WORK REQUEST: Give back, exactly and with nothing added, the lines that run from the one containing "Cam-trap alert: motion was detected. Identify woman's arm" to the final line below.

INFORMATION PROVIDED:

=== Section Start ===

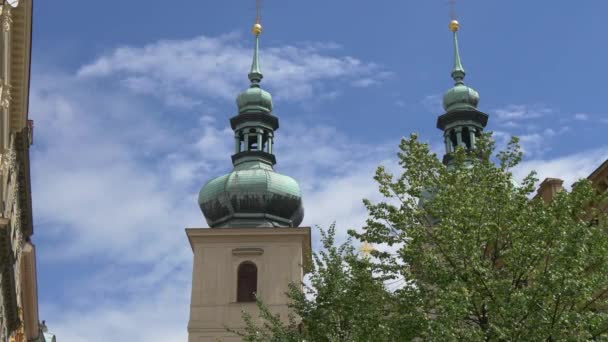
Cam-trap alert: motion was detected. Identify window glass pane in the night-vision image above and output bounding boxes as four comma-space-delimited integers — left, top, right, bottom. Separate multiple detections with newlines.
237, 262, 257, 302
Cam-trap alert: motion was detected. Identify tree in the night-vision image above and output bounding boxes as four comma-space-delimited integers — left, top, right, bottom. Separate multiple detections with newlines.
236, 133, 608, 341
231, 224, 411, 342
356, 133, 608, 340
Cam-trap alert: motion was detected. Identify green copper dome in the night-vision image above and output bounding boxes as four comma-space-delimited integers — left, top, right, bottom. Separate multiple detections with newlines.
198, 161, 304, 227
442, 24, 480, 112
237, 86, 273, 114
443, 84, 479, 112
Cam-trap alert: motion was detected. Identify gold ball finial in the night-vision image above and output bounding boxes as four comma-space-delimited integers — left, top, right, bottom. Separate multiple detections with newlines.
449, 19, 460, 32
252, 23, 262, 36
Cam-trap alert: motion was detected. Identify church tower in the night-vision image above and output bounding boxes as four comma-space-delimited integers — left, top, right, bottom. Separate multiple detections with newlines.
186, 12, 311, 342
437, 19, 489, 165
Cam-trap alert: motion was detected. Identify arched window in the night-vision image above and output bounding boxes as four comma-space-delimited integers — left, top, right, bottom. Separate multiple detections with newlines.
237, 261, 257, 302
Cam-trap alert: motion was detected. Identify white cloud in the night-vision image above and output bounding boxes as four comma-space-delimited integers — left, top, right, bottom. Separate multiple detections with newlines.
77, 33, 389, 107
43, 275, 190, 342
492, 112, 569, 158
352, 78, 379, 87
31, 74, 392, 263
32, 32, 397, 340
351, 71, 393, 88
512, 127, 569, 157
30, 74, 204, 263
513, 147, 608, 188
494, 104, 552, 122
422, 94, 443, 113
37, 30, 608, 342
573, 112, 589, 121
269, 121, 396, 246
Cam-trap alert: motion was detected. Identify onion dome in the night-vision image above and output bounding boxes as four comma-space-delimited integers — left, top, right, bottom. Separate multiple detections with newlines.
442, 20, 480, 113
198, 20, 304, 228
236, 86, 273, 114
443, 85, 479, 112
199, 162, 304, 228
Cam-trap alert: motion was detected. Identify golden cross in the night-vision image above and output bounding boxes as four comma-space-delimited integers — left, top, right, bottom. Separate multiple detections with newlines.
449, 0, 456, 20
255, 0, 262, 24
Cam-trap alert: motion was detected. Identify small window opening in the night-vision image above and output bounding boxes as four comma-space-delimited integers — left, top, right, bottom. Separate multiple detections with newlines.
247, 135, 257, 151
247, 129, 260, 151
237, 261, 257, 302
449, 129, 458, 150
261, 131, 269, 152
598, 180, 608, 193
236, 132, 244, 153
462, 127, 471, 150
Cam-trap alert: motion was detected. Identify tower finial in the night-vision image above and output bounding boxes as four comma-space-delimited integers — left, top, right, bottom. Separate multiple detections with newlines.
253, 0, 262, 35
249, 0, 263, 86
449, 18, 465, 85
449, 0, 456, 21
448, 0, 465, 85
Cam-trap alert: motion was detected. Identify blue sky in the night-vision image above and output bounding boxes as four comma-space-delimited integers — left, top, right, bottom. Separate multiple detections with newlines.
31, 1, 608, 340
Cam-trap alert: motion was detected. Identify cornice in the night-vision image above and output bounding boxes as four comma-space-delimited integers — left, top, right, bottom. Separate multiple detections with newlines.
8, 0, 31, 133
185, 227, 312, 272
588, 159, 608, 184
436, 109, 489, 131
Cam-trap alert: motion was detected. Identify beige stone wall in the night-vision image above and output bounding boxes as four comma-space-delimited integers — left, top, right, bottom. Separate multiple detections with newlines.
187, 227, 310, 342
535, 178, 564, 203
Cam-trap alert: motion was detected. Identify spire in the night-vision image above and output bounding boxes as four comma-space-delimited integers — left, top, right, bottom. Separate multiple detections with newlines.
198, 3, 304, 228
442, 18, 479, 114
236, 13, 272, 114
450, 20, 465, 85
248, 19, 263, 86
437, 17, 488, 166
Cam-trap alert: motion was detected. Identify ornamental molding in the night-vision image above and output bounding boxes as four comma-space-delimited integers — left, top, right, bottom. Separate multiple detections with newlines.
1, 5, 12, 32
8, 308, 25, 342
4, 140, 21, 238
232, 247, 264, 256
1, 254, 20, 333
1, 83, 12, 110
0, 153, 9, 175
7, 141, 17, 174
7, 130, 33, 239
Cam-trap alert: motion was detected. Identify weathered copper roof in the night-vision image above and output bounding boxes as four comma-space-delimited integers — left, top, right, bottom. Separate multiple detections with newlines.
199, 162, 303, 228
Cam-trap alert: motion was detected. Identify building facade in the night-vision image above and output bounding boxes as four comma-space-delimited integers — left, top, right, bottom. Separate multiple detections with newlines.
186, 18, 311, 342
0, 1, 52, 341
537, 160, 608, 202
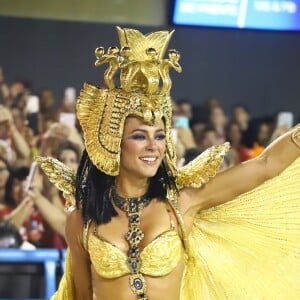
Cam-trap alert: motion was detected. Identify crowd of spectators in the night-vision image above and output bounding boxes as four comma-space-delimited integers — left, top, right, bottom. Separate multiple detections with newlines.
0, 66, 295, 249
0, 66, 83, 249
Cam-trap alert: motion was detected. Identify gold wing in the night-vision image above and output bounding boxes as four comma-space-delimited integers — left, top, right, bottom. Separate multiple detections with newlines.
175, 142, 230, 189
35, 156, 76, 208
181, 157, 300, 299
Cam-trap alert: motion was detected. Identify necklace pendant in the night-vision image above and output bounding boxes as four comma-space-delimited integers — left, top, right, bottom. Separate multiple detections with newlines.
126, 226, 144, 245
110, 184, 151, 299
128, 198, 140, 213
129, 274, 147, 298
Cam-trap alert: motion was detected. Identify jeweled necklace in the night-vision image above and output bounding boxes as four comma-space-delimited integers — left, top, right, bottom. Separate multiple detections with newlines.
110, 184, 151, 300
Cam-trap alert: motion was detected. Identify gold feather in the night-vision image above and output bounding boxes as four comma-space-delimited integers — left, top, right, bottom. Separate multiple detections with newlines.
175, 143, 230, 189
35, 156, 76, 208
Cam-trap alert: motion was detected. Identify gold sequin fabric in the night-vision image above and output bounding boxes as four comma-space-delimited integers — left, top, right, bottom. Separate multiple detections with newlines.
52, 157, 300, 300
88, 230, 183, 278
182, 157, 300, 299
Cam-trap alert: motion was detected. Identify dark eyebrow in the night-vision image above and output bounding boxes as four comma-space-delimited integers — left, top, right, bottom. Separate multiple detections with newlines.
130, 128, 165, 134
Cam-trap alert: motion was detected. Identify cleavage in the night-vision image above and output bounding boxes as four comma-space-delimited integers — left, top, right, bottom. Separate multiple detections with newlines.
93, 228, 177, 257
93, 202, 177, 254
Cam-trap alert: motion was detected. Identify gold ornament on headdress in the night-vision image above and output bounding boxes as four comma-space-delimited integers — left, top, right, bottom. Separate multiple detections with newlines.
77, 27, 182, 176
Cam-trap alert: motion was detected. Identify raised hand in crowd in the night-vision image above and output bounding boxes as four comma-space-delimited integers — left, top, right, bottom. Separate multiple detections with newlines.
39, 122, 83, 157
26, 185, 66, 238
0, 105, 31, 165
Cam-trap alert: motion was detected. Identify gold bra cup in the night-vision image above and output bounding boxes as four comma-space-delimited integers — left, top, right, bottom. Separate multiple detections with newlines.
88, 230, 183, 278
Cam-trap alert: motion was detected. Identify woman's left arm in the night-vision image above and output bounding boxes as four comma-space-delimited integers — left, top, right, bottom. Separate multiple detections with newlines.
184, 125, 300, 214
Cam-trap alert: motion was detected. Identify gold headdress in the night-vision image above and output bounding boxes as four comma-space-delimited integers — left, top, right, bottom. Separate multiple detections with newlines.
77, 26, 182, 176
36, 26, 231, 199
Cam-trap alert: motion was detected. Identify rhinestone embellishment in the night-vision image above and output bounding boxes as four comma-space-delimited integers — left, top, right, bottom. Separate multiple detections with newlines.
111, 185, 151, 299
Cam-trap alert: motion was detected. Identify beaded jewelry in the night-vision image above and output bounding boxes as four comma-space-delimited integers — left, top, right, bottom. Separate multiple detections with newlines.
110, 184, 151, 299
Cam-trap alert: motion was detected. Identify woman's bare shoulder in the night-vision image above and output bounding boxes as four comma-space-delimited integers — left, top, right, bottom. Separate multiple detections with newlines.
65, 206, 85, 239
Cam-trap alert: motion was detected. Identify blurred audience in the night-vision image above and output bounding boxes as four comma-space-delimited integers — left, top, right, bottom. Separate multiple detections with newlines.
171, 101, 196, 164
0, 105, 31, 166
176, 98, 193, 122
27, 141, 81, 248
0, 65, 297, 250
196, 125, 219, 151
231, 104, 250, 133
243, 117, 273, 158
209, 105, 228, 144
226, 122, 251, 164
0, 220, 23, 248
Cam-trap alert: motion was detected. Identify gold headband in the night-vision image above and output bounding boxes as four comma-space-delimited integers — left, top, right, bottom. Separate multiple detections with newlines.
77, 27, 182, 176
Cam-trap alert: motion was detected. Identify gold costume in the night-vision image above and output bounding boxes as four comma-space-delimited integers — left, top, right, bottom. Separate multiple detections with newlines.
88, 227, 182, 278
47, 155, 300, 299
36, 27, 300, 299
182, 156, 300, 299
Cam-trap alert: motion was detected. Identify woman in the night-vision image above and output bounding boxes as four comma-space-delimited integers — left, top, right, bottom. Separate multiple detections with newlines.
28, 141, 81, 242
225, 121, 251, 164
0, 105, 31, 166
0, 156, 34, 243
38, 27, 300, 299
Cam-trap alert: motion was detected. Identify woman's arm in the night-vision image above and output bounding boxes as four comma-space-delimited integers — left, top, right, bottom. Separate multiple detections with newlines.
27, 187, 66, 237
0, 105, 31, 159
9, 123, 31, 159
65, 208, 93, 300
183, 124, 300, 215
3, 198, 34, 228
0, 105, 31, 160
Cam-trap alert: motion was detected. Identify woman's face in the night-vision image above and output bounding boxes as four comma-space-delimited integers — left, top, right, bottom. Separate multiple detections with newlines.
59, 149, 79, 171
0, 159, 9, 190
210, 106, 227, 127
120, 117, 166, 179
233, 106, 249, 124
257, 123, 270, 146
227, 123, 242, 144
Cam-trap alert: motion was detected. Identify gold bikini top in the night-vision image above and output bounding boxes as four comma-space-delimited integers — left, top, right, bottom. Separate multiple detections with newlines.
84, 211, 184, 279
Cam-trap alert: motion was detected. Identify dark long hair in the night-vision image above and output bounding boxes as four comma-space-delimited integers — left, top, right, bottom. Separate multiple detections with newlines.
5, 165, 30, 207
0, 156, 14, 207
75, 150, 177, 225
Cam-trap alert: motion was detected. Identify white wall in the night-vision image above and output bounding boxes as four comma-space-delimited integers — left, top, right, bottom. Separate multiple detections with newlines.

=== Section End ===

WRITTEN RESPONSE:
Cam-trap alert: motion was detected. Identify woman's arm in the night-vision image above and output bounding boxes as four comma-space-delimited integers — left, top, right, bottom. Separate multiple detections with newlines.
27, 187, 66, 237
0, 105, 31, 159
9, 123, 31, 159
65, 208, 93, 300
183, 124, 300, 215
3, 198, 34, 228
0, 105, 31, 160
Cam-trap alert: motion was detected. Identify woman's face in the night-vision image above and output bounding boxes as four comma-space-delimited integers — left, top, right, bottom. Separate multiple detections with newlines.
59, 149, 79, 171
0, 159, 9, 190
210, 106, 227, 127
120, 117, 166, 179
233, 106, 249, 124
257, 123, 270, 146
227, 123, 242, 144
Cam-trap alert: motion was detected. Identify gold bikini top in the night-vision image above and output bounding boxes as four comma-space-delimited integers — left, top, right, bottom. Separate multiple detections with newlines.
84, 211, 184, 279
Cam-trap alert: motion was detected. Identify dark long hair in the night-vision image above and output bounding boxes as four comma-space-delimited integers — left, top, right, bottom. Separate multiple detections with newlines.
5, 165, 30, 207
0, 156, 14, 207
75, 150, 177, 225
Cam-trap alert: motion was detected. Identify white wall in the night-vision image above and output bounding boxes as four comma-space-delimited integers — left, top, right, bottom. Separate multiple detections with newlines.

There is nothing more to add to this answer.